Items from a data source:

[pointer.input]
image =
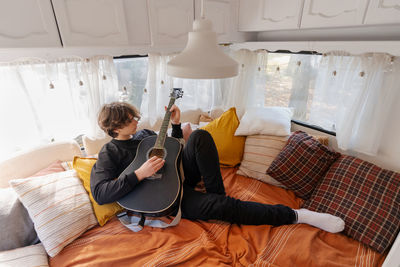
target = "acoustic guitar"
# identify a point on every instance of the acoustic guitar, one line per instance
(158, 195)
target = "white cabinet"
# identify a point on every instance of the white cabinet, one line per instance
(337, 13)
(264, 15)
(170, 21)
(28, 23)
(383, 12)
(224, 15)
(102, 23)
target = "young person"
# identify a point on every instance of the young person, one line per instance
(199, 159)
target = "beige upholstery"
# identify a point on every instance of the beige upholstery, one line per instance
(31, 161)
(92, 146)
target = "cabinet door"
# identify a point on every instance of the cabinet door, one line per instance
(28, 23)
(383, 12)
(328, 13)
(264, 15)
(91, 22)
(224, 16)
(220, 13)
(170, 21)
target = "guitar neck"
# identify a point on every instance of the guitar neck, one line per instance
(164, 126)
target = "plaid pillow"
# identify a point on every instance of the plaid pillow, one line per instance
(302, 163)
(365, 196)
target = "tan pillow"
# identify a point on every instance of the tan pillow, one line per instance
(259, 152)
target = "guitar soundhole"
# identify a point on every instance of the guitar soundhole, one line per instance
(157, 152)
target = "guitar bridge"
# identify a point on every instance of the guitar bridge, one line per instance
(155, 176)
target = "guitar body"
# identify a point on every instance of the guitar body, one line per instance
(159, 195)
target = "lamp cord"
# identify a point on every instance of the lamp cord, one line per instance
(202, 10)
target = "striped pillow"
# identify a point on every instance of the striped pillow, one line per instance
(259, 152)
(59, 207)
(29, 256)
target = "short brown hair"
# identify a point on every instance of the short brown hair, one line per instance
(116, 115)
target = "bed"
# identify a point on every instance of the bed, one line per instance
(197, 243)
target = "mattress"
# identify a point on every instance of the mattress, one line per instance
(215, 243)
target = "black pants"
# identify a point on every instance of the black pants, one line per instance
(200, 159)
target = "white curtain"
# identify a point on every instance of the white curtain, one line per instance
(248, 88)
(355, 95)
(43, 101)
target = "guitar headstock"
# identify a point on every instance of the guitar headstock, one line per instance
(176, 93)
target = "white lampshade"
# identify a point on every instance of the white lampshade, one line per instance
(202, 58)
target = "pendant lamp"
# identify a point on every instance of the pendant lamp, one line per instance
(202, 58)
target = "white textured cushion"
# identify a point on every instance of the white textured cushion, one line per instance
(259, 152)
(16, 226)
(265, 120)
(29, 256)
(59, 207)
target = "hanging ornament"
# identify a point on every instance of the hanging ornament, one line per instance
(124, 95)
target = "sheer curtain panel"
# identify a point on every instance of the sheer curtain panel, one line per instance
(43, 101)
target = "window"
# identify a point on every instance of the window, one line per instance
(132, 75)
(290, 82)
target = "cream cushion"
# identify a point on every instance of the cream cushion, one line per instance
(265, 120)
(259, 152)
(28, 162)
(29, 256)
(59, 207)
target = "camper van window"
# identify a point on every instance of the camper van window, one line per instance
(132, 75)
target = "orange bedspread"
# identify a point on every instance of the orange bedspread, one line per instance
(198, 243)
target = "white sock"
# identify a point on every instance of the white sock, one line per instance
(324, 221)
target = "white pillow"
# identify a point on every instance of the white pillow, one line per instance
(259, 152)
(59, 207)
(29, 256)
(17, 228)
(265, 120)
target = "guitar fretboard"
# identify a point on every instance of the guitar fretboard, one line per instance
(164, 126)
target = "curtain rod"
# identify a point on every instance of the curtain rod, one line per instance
(352, 47)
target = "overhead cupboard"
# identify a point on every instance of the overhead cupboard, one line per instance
(264, 15)
(111, 23)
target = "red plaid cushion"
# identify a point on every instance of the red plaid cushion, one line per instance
(365, 196)
(302, 163)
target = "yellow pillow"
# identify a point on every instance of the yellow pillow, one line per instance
(83, 167)
(230, 148)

◆ Assignment ◆
Copy out every line of the data exactly, leaving the images behind.

◆ Answer for this exercise ◆
[pointer.input]
image =
target = "acoustic guitar"
# identify a point on every instance of the acoustic guitar, one line per instance
(158, 195)
target = "white cabinet"
# identify a point on every instance of the white cabinet, one line per instance
(337, 13)
(264, 15)
(170, 21)
(28, 23)
(383, 12)
(224, 15)
(102, 23)
target = "young person"
# identify a point on every instance of the young person, one line per instance
(199, 159)
target = "beige upholstery"
# identify a point on every instance of the beige upholstery, one line per instance
(31, 161)
(92, 146)
target = "cabinet door"
# identify a point on every instance of the cabinet door, one line per instance
(28, 23)
(383, 12)
(328, 13)
(264, 15)
(91, 22)
(224, 16)
(220, 13)
(170, 21)
target = "guitar neck"
# identify a point on every instance of the guitar neck, one line per instance
(164, 126)
target = "plaid pillow"
# identify a point on every instance of the plaid pillow, one line per instance
(302, 163)
(365, 196)
target = "tan pillow"
# identify a point on every instance of the tan pillow, one line per instance
(259, 152)
target = "guitar soundhole"
# identify a point on every instance of the guitar soundhole, one line per instance
(157, 152)
target = "guitar bridge"
# identify a point on every instance of the guitar bridge, one line per instance
(155, 176)
target = "guitar body"
# identify a point on every instance of the guitar body, one line per instance
(159, 195)
target = "lamp cord"
# identify a point on every instance of the lamp cord, one line per instance
(202, 10)
target = "striped pillow"
# identify a point on every instance of the striped pillow, one line per instance
(259, 152)
(59, 207)
(29, 256)
target = "short brown hair"
# identify a point on every instance of the short brown hair, one line per instance
(116, 115)
target = "bed"
# identify a point on every instance of the bed, one line per instance
(197, 243)
target = "mattress"
# identify a point on every instance of the mattress, one line per instance
(215, 243)
target = "black pants"
# identify a point on every instance of the black pants, one line per instance
(200, 159)
target = "white curtain"
# identify a point on every instance of the white curtain, one line per instance
(248, 88)
(355, 95)
(43, 101)
target = "guitar headstock"
# identify a point on every instance of the guitar headstock, one line per instance
(176, 93)
target = "white lampshade"
# identify a point on every instance of the white lampshade, one line per instance
(202, 58)
target = "pendant lamp"
# identify a point on every instance of the pendant lamp, one line per instance
(202, 58)
target = "white textured cushion"
# identify a point on every instance of the white textured cushion, one line per instance
(259, 152)
(16, 226)
(265, 120)
(29, 256)
(59, 207)
target = "hanging ornament"
# identify a point on every instance of the hanging ornament, one line per instance
(124, 95)
target = "sheer curtain panel"
# identify a point on every instance of the sheer curtain panel, one line per instance
(43, 101)
target = "window"
# identify a point on every instance of the window, one line per instance
(132, 75)
(290, 82)
target = "cream cushion"
# identify a point on every instance of the cream cushion, one line per instance
(265, 120)
(259, 152)
(28, 162)
(29, 256)
(59, 207)
target = "camper van window"
# identify a point on every instance of the camper van window, one line per instance
(132, 75)
target = "orange bedspread"
# identify a point on every instance of the orange bedspread, one line per instance
(198, 243)
target = "white sock"
# identify a point on every instance of the white sock, one line per instance
(324, 221)
target = "white pillow"
# identify a point on every instance of the white pillow, one line per instance
(259, 152)
(59, 207)
(29, 256)
(17, 228)
(265, 120)
target = "guitar fretboard"
# identify a point on every instance of the guitar fretboard, one line per instance
(164, 126)
target = "curtain rod"
# identify a point on every instance of the curtain rod, one line per instance
(352, 47)
target = "overhead cupboard"
# identify a point on every instance of the overhead cupboard, one line per instance
(264, 15)
(111, 23)
target = "red plaid cushion"
# identify a point on every instance of the red plaid cushion, one line per instance
(365, 196)
(302, 163)
target = "yellow pillow"
# identify a point on every instance of the yellow pillow, one line per instance
(83, 167)
(230, 148)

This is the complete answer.